══ Excerpt

Much of what was dug up in 1834 has not survived. There was a lot of fatty material, probably from degraded body tissues, in the watery coffin which had dried out. The bones were discoloured by the reaction of iron in the water with the tannin in the bark of the coffin and the skeleton was originally preserved by boiling it in glue in a laundry copper. This ruined any chance by archaeologists to do a DNA study but collagen was able to be used from the skeleton for both dating and dietary isotope purposes. Several radiocarbon dates from the tree rings of the oak coffin and the composition of a ceremonial bronze dagger helped confirm the dating making this burial one of the best dated Early Bronze Age burials in Britain. Dendrochronological dating was attempted but the sequence remains floating until further finds from the period can be dated. Metallurgical and lead isotope analyses of the bronze dagger blade indicate that Ireland is likely to be the ultimate source of the copper ore used, but that it had been recycled with other ores being introduced. The original 1834 illustration of the blade appears to depict a scabbard that is no longer present. Scanning electron microscopy detected traces of animal collagen on the blade, confirming the former presence of a scabbard or sheath. The pommel of the dagger was fashioned from whalebone. The flint knife provided evidence of it having been hafted and re-sharpened twice. Microwear analysis indicated that it had been used to work hides and cut meat.

════

Print the excerpt on the Early Bronze Age oak coffin burial dug up in 1834, in full and word for word.

══ Data supplied

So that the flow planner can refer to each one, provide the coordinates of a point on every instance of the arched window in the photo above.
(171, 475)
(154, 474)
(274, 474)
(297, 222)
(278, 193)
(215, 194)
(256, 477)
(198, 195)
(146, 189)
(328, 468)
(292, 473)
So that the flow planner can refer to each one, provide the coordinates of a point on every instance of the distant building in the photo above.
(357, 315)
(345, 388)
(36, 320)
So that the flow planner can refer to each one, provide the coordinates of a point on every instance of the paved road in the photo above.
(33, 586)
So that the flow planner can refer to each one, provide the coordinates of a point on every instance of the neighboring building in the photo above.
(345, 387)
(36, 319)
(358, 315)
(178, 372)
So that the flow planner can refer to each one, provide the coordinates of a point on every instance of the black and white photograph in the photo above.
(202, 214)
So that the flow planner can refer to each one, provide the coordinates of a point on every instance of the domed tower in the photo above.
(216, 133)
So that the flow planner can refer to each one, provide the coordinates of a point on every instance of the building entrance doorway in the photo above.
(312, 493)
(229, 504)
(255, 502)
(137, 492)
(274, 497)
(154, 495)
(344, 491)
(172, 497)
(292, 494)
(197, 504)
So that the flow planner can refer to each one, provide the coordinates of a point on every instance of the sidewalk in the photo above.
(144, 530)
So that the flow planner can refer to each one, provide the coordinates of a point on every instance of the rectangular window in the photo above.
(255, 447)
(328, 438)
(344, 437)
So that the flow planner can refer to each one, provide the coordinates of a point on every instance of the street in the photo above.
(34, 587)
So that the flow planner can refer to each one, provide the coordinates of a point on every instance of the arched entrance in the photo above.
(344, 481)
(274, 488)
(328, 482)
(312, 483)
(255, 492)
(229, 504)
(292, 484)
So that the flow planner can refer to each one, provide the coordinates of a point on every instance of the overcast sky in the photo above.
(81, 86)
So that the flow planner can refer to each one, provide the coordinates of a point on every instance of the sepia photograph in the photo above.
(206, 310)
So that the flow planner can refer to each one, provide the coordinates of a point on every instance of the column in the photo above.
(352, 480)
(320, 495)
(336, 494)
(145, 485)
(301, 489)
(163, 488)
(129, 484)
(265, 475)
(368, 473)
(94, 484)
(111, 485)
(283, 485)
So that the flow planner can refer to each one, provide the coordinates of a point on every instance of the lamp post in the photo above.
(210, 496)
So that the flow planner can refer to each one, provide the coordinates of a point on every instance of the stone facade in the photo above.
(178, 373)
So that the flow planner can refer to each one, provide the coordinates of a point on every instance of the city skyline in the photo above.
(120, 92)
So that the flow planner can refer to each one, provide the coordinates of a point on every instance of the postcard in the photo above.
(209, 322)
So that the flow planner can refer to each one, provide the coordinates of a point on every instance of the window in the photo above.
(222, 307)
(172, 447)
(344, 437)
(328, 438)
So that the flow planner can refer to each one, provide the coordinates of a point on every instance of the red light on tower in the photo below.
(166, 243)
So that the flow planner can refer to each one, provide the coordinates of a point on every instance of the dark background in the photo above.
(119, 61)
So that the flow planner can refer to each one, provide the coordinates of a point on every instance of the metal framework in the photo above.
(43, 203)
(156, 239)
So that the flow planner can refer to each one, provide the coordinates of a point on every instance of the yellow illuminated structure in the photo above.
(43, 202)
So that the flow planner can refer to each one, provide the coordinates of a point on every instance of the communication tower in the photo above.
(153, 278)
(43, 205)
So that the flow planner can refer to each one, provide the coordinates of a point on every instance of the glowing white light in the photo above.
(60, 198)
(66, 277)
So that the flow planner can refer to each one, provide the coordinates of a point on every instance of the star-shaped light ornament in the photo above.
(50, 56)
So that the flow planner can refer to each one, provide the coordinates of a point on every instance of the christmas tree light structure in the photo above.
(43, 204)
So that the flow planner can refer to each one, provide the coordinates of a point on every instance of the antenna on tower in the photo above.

════

* Solution to the exercise
Much of what was dug up in 1834 has not survived. There was a lot of fatty material, probably from degraded body tissues, in the watery coffin which had dried out. The bones were discoloured by the reaction of iron in the water with the tannin in the bark of the coffin and the skeleton was originally preserved by boiling it in glue in a laundry copper. This ruined any chance by archaeologists to do a DNA study but collagen was able to be used from the skeleton for both dating and dietary isotope purposes. Several radiocarbon dates from the tree rings of the oak coffin and the composition of a ceremonial bronze dagger helped confirm the dating making this burial one of the best dated Early Bronze Age burials in Britain. Dendrochronological dating was attempted but the sequence remains floating until further finds from the period can be dated. Metallurgical and lead isotope analyses of the bronze dagger blade indicate that Ireland is likely to be the ultimate source of the copper ore used, but that it had been recycled with other ores being introduced. The original 1834 illustration of the blade appears to depict a scabbard that is no longer present. Scanning electron microscopy detected traces of animal collagen on the blade, confirming the former presence of a scabbard or sheath. The pommel of the dagger was fashioned from whalebone. The flint knife provided evidence of it having been hafted and re-sharpened twice. Microwear analysis indicated that it had been used to work hides and cut meat.